• [Task brief] Wherever a line in the records contains the word "stripe", return that line.

• [Data excerpts]
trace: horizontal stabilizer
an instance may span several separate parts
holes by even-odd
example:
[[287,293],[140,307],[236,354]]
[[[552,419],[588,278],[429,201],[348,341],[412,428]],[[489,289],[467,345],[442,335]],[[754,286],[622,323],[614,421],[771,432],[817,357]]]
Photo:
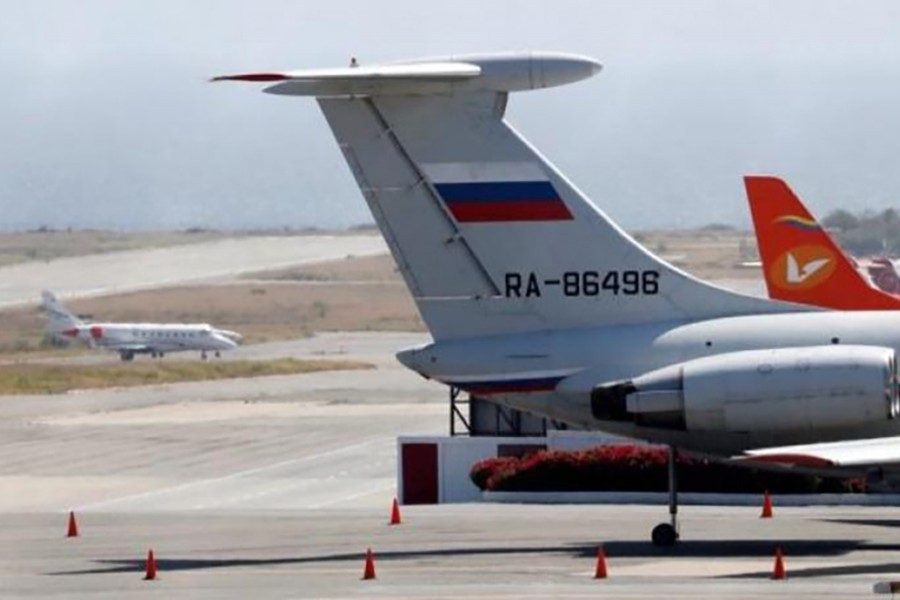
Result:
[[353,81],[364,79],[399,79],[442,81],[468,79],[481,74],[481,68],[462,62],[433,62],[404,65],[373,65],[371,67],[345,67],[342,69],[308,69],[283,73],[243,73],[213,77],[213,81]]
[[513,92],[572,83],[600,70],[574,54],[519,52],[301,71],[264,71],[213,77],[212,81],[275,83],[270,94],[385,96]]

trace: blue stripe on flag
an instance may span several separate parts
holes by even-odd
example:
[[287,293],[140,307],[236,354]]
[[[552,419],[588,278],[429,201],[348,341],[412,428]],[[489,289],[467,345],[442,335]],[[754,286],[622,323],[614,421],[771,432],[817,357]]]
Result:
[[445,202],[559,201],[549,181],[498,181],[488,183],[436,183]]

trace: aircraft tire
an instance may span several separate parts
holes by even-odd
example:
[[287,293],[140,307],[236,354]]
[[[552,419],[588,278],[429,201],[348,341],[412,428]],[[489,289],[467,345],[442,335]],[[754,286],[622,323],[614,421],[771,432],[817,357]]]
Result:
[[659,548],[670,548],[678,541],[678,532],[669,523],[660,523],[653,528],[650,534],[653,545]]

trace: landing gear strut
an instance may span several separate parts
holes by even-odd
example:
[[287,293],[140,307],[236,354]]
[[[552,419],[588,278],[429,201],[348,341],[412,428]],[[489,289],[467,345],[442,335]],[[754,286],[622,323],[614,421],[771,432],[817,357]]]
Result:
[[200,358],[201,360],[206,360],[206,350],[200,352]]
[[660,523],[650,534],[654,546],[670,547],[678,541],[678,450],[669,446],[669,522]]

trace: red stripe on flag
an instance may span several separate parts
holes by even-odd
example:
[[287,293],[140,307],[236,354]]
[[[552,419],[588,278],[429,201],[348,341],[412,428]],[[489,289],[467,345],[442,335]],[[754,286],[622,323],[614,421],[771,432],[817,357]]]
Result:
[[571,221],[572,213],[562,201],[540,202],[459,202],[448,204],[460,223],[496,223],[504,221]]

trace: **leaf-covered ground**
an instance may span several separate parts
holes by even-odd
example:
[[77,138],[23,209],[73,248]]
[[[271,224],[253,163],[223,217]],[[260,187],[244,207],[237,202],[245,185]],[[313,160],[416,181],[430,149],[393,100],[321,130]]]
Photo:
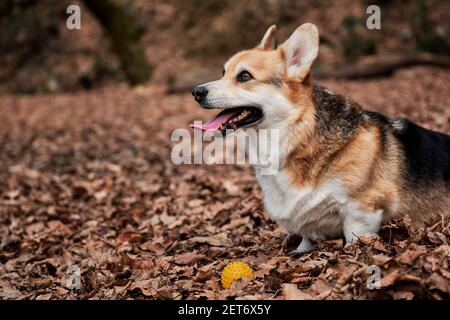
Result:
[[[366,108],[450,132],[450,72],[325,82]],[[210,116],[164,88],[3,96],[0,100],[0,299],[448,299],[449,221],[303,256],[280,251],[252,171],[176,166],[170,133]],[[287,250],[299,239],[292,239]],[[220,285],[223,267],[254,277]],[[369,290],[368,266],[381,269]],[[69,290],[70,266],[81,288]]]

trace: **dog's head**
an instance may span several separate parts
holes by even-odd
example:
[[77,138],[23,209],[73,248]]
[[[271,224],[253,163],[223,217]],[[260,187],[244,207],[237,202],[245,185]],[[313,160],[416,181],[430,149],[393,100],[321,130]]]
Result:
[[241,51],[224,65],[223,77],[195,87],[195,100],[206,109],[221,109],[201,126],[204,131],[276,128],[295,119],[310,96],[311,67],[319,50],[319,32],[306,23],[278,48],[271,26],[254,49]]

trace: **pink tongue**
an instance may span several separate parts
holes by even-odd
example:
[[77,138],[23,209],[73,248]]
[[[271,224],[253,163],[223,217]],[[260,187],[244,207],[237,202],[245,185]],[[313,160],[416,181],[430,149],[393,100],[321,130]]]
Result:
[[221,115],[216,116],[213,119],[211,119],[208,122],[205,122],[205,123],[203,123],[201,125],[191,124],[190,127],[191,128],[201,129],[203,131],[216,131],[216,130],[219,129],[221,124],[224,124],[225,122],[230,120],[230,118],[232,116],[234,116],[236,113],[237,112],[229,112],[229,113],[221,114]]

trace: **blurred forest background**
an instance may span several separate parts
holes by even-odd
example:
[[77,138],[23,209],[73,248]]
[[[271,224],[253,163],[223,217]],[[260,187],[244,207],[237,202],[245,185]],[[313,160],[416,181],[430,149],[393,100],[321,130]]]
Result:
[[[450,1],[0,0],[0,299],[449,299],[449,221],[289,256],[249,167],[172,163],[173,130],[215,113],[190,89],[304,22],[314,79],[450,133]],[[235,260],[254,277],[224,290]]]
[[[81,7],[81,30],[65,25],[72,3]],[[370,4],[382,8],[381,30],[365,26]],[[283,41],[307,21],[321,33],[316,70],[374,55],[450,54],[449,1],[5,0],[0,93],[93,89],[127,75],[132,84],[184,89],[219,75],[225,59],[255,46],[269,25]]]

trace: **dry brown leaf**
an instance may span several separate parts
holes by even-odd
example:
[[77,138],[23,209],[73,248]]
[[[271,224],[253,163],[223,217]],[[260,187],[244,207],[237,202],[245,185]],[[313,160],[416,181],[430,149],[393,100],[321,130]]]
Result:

• [Written answer]
trace: blue stripe on flag
trace: red stripe on flag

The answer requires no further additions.